• What to work on:
Write out every one of the records below word for word, leaving any pictures out of your copy.

== Supplied material ==

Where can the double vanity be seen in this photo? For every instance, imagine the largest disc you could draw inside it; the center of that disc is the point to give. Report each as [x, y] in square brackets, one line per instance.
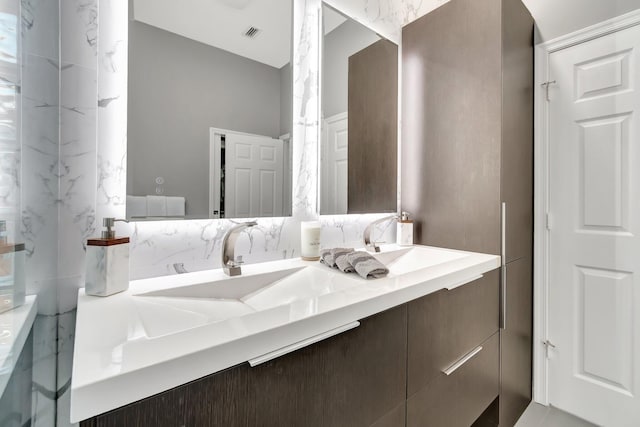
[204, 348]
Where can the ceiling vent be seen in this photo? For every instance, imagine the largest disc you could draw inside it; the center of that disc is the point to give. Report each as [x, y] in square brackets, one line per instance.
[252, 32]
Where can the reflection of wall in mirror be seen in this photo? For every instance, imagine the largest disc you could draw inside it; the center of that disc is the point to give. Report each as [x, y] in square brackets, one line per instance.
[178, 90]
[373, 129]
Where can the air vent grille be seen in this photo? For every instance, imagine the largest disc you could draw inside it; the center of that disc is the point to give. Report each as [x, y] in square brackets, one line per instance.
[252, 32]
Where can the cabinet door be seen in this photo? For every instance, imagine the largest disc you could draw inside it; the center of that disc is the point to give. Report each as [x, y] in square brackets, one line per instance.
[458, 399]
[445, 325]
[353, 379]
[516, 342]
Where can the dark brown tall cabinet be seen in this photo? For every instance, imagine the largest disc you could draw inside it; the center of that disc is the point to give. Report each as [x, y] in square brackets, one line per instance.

===

• Exercise output:
Where can the double vanity be seen in this photo? For every instance, imagine the largest disc you could draw inside it; the center of that disc is the point to give. Report each as [x, y] in square brackets, one line per instance.
[204, 348]
Where can the ceiling vent be seen in this photo? For every instance, imagine the largest disc you could draw inside it; the center of that disc is the point to give. Report each as [x, y] in square brackets, one line per instance.
[252, 32]
Where can the reflection of wall in mirror be seen in this photo? For every instance, imagine the largest disc you could draw inside it; the center of that disc is the point to give. Report each as [x, y] in square brackets, one line per instance.
[178, 90]
[373, 129]
Where can the air vent grille be seen in this photo? For every instance, imagine the largest disc you could draw inside it; the center of that disc is the point to give. Report each as [x, y] in square brackets, one line per instance.
[252, 32]
Where can the cabinet door be seen in this photo? For every instance, imagine the largest disc you could draw inside it; the center of that disc is the point to give. Report each as [x, y] in square brackets, one line per instance.
[458, 399]
[445, 325]
[353, 379]
[516, 342]
Where can the dark brown tall cabinet be seen in this photo? For every instance, imagine the largest disc you could draw inside it; the center of that disc is the point to give. Report each as [x, y] in square brackets, one line per instance.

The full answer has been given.